:: Task goal ::
Repeat, without any change, the entries presented below.

(Referring expression grounding data)

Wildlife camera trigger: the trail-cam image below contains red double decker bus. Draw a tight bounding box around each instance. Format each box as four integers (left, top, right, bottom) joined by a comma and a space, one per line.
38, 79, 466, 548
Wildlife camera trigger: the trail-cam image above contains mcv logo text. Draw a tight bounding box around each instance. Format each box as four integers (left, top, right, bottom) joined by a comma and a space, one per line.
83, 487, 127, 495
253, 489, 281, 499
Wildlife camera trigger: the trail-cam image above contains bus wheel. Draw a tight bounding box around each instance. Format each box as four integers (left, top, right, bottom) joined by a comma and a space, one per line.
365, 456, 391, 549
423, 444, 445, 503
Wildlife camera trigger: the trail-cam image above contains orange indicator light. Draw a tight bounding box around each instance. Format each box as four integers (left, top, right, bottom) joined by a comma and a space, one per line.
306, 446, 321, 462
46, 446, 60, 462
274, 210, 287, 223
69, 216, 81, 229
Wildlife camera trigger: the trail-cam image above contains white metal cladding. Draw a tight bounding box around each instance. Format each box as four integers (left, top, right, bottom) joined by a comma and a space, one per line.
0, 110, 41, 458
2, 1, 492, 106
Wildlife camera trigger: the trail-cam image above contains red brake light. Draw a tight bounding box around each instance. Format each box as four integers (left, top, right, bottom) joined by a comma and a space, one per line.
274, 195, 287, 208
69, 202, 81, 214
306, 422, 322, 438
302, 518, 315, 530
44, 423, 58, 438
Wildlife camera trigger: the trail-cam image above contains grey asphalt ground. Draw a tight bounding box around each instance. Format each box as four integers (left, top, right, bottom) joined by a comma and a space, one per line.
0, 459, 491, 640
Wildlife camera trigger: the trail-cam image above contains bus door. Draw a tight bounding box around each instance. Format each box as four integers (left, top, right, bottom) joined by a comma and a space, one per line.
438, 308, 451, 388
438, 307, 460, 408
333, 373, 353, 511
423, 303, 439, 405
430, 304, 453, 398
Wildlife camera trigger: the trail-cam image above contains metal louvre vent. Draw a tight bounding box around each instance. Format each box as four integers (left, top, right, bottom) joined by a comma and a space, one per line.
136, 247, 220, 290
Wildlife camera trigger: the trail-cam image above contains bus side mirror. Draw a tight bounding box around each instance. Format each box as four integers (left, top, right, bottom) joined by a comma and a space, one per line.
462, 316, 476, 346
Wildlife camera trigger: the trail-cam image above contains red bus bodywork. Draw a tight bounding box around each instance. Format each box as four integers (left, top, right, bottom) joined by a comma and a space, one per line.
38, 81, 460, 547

:: Answer to this problem ::
Wildlife camera trigger: the trail-cam image below contains red double decker bus. Draw a tight bounding box around each instance. Format each box as four integers (left, top, right, bottom) joined by a comma and a space, one per line.
38, 79, 466, 548
Wildlife camera trigger: the trail-cam image above contains mcv logo text. Draw a tight bounding box around each instance. Format each box as four integers (left, top, right, bottom) joined by a comma and a space, one per line.
83, 487, 127, 495
253, 489, 281, 499
Wildlife camera trigger: the trail-cam image above contains bus wheel. Draw a tight bounding box around each instance. Format each box as four integers (left, top, right, bottom) joined by a comma and a space, one per line.
365, 456, 391, 549
423, 444, 445, 503
Wildlife camera trigger: the trail-cam image above contains orange indicator light. Draw a tight bounding box around each instance. Format each box as four integers (left, top, right, bottom) joined by a comma and a space, one per line.
306, 446, 321, 462
46, 446, 60, 462
274, 210, 287, 223
69, 216, 81, 229
Wildlife camera trigger: the trail-cam image above contains white metal cladding. Draw a tight bounding box around each instance. Format each box as four integers (left, top, right, bottom) joined by a comma and a space, one per line.
0, 110, 41, 458
2, 1, 492, 106
Wildlife camera trigger: the trail-cam image above contains red brake light. Draw a tight bounding box around each instance. Format each box as four integers (left, top, right, bottom) joined by a comma and a space, one per line.
274, 195, 287, 208
69, 202, 81, 214
306, 422, 322, 438
302, 518, 315, 530
44, 423, 58, 438
Wildlife camera trigger: the trail-cam image above contains grey asphalt ground. Draw a tight bounding box around each instance. Format each box as four integers (left, top, right, bottom) joined by a comma and a space, one per line.
0, 459, 491, 640
Wildlife camera trigger: the trail-cam image above contains bus door. Draw a tight bounding box around each instance. Format each box as four integers (left, top, right, bottom) joined by a comma and a space, one per line.
438, 308, 451, 388
438, 307, 460, 408
333, 373, 353, 511
423, 303, 439, 405
430, 304, 453, 398
Wildlife camera trigger: the trail-cam image above contains metal louvre vent. Draw a tight bounding box around each instance. Format each box as four integers (left, top, right, bottom) joined by a comma and a space, one per line.
136, 247, 220, 290
Wildlife camera trigger: the trail-cam image above contains bus side mirror. Draw a tight bounding box around each instance. Format each box as four integers (left, top, right, bottom) joined by a comma and a space, one per line.
462, 316, 476, 346
Wildlife camera trigger: the trail-cam image above contains red bus bodywork. Draw a tight bounding box around each instance. Format each box as four integers (left, top, right, bottom) joined by a comma and a space, one per line.
38, 81, 460, 547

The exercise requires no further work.